▸ What is needed
Quote every one of the rows below word for word, keeping each line unchanged.

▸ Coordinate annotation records
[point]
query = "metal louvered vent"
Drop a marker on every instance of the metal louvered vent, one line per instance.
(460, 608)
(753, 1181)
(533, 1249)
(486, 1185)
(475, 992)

▸ Result for this exercise
[point]
query = "metal louvered vent"
Drop a marker on every instance of the metal louvered vent, one line per instance.
(460, 608)
(753, 1181)
(533, 1249)
(486, 1185)
(475, 992)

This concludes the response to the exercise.